◆ **Stated goal A**:
Reproduce the passage in the mailing-list post on fast division that opens with the words containing "邱 超凡 via llvm-dev" and closes with "no optimizations opened.".

◆ **Excerpted passage**:
** start **

邱 超凡 via llvm-dev
2019-Aug-06 05:20 UTC
[llvm-dev] [RFC] Improve iteration of estimating divisions
Hi there, I notice that our current implementation of fast division
transformation (turn `a / b` into `a * (1/b)`) is worse in precision compared
with GCC. Like this case in ppc64le:
float fdiv(unsigned int a, unsigned int b) {
return (float)a / (float)b;
}
Result of Clang -Ofast is 41A00001 (in Hex), while GCC produces 41A00000 which
is the same as no optimizations opened.
Currently, DAGCombiner uses `BuildReciprocalEstimate` to calculate the
reciprocal (`1/b`) first and multiply it with `a`. But if we put the operand
`a` into iterations in the estimate function, the result would be better.
Patching such a change may break several existing test cases in different
platforms since it’s target-independent code. So any suggestions are welcome.
Thanks.

** end **

◆ **Stated goal B**:
List every line of the listing below that contains the word "green".

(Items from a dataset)

** start **

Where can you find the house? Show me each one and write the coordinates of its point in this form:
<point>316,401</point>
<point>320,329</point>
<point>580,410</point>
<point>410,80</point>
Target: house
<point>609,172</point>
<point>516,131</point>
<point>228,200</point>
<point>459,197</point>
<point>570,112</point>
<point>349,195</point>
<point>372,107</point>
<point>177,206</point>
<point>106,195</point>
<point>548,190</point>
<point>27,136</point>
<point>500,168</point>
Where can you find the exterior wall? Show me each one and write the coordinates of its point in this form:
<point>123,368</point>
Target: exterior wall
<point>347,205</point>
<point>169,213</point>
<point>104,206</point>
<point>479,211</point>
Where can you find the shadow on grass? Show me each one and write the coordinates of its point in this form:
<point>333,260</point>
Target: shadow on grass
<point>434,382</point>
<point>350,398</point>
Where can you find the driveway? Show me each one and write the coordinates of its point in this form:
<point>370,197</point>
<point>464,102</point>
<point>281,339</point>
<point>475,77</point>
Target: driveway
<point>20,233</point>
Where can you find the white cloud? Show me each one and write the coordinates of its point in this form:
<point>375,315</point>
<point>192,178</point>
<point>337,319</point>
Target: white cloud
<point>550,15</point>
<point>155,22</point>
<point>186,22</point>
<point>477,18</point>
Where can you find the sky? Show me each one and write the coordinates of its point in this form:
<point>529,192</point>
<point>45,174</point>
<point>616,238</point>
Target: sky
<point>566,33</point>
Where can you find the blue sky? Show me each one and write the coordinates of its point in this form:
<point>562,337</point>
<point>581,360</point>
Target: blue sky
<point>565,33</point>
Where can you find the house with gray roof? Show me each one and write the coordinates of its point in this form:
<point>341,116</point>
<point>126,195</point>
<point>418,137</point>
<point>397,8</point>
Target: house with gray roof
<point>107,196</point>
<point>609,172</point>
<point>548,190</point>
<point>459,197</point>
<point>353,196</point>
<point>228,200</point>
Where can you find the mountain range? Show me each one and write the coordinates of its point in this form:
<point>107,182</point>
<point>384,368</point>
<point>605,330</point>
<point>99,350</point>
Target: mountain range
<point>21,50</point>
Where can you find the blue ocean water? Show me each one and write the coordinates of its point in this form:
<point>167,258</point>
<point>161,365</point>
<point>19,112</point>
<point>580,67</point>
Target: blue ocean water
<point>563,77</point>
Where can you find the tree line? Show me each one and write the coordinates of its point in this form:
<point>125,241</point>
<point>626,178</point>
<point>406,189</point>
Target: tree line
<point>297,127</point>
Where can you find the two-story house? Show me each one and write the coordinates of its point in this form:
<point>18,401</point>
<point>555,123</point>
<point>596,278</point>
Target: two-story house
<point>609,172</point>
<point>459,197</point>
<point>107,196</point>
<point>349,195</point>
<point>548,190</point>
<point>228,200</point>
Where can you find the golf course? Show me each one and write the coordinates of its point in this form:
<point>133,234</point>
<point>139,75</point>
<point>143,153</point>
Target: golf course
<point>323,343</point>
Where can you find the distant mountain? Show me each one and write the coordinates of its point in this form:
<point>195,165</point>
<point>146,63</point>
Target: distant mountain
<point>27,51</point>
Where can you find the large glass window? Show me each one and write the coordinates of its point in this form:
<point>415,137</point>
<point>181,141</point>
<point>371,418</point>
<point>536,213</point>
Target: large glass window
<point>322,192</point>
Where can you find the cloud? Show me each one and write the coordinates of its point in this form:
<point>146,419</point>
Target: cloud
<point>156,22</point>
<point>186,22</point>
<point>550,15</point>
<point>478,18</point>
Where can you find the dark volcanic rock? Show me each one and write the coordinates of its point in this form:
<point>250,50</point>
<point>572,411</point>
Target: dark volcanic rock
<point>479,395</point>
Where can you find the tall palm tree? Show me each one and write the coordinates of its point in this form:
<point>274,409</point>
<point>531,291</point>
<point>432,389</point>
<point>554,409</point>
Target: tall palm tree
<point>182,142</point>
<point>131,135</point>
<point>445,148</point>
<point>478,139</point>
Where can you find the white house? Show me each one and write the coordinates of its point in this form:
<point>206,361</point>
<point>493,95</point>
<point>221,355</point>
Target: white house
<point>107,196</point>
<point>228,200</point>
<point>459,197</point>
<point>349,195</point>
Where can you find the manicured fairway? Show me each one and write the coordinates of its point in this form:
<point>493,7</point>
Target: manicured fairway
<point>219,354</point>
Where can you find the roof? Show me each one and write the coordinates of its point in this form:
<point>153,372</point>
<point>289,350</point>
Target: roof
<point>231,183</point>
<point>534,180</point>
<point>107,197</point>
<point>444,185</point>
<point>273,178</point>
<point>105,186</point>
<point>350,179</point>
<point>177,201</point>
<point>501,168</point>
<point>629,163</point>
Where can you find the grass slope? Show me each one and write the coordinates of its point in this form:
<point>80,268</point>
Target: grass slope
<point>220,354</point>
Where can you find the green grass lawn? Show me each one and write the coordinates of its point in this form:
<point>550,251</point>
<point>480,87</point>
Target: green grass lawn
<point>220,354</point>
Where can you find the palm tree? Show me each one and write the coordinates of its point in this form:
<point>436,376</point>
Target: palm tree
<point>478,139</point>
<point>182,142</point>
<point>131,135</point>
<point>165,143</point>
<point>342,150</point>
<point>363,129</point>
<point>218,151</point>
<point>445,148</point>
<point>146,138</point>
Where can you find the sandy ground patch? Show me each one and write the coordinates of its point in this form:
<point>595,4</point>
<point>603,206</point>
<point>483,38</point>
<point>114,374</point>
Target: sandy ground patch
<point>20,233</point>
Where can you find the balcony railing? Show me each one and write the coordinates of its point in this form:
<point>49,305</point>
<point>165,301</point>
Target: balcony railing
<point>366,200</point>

** end **

◆ **Expected answer A**:
邱 超凡 via llvm-dev
2019-Aug-06 05:20 UTC
[llvm-dev] [RFC] Improve iteration of estimating divisions
Hi there, I notice that our current implementation of fast division
transformation (turn `a / b` into `a * (1/b)`) is worse in precision compared
with GCC. Like this case in ppc64le:
float fdiv(unsigned int a, unsigned int b) {
return (float)a / (float)b;
}
Result of Clang -Ofast is 41A00001 (in Hex), while GCC produces 41A00000 which
is the same as no optimizations opened.

◆ **Expected answer B**:
Where can you find the green grass lawn? Show me each one and write the coordinates of its point in this form:
Target: green grass lawn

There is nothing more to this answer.